In the article on Broke in Philly, how many outlets does the yearlong project bring together for in-depth reporting on poverty?

(TEXT SECTION Opens)

FOR PHILADELPHIA NEWS CONSUMERS, WHYY’s story about 8-year-old Dakota Johnson is likely a refreshing one. After Dakota and her father survived an apartment fire five months ago, her mother, who like her father works in mental health, found her a new free therapy program for childhood trauma—the only of its kind in a district with some of the highest poverty rates in the city. According to the story, Dakota has found some relief there, and over the next two years, so will 120 other children. It’s a positive, evidence-based resource for a neighborhood in which residents commonly experience trauma.
In a city where more than 25 percent of citizens live below the poverty line, and nearly half cannot provide basic subsistence for their families, news stories about poverty can feel anesthetizing. But a local, collaborative reporting initiative—the one through which Dakota’s story was published—is working to reframe despairing poverty narratives by digging deep into its complex causes and highlighting solutions that have the potential to make a difference.
On April 19, the Resolve Philadelphia solutions journalism collaborative launched Broke in Philly, a yearlong project through which 19 outlets are pursuing in-depth reporting on issues related to poverty and the city’s push for economic justice. In the dozen-or-so stories Broke has published since its launch, its media partners have made strides in avoiding stereotypes and stigmatizing language. The group has also made community engagement central to the project’s development, event planning, and reporting process.

(TEXT SECTION Closes)
(MATERIAL PROVIDED Opens)

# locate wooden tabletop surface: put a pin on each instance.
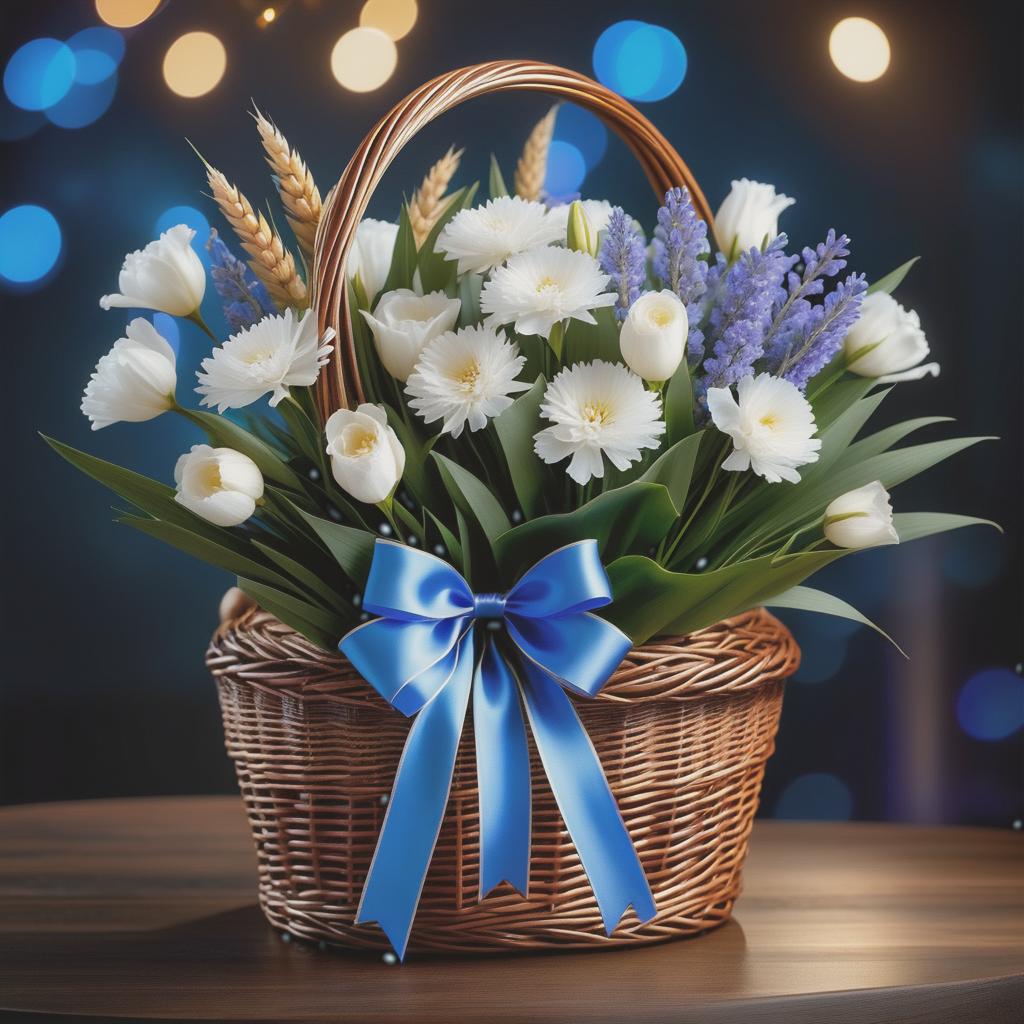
(145, 909)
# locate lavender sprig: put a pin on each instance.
(245, 300)
(623, 258)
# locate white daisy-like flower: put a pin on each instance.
(598, 409)
(270, 355)
(484, 237)
(465, 377)
(771, 425)
(537, 290)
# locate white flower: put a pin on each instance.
(220, 485)
(486, 236)
(465, 377)
(772, 427)
(404, 322)
(899, 343)
(134, 381)
(597, 408)
(749, 216)
(653, 335)
(537, 290)
(371, 254)
(272, 354)
(861, 518)
(367, 459)
(167, 274)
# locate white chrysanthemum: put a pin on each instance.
(772, 427)
(486, 236)
(270, 355)
(598, 408)
(465, 377)
(537, 290)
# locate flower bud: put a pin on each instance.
(366, 457)
(167, 275)
(220, 485)
(749, 216)
(653, 335)
(404, 322)
(134, 381)
(890, 340)
(861, 518)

(MATERIAL PROVIDED Closes)

**OUTPUT OF THE EXERCISE**.
19 outlets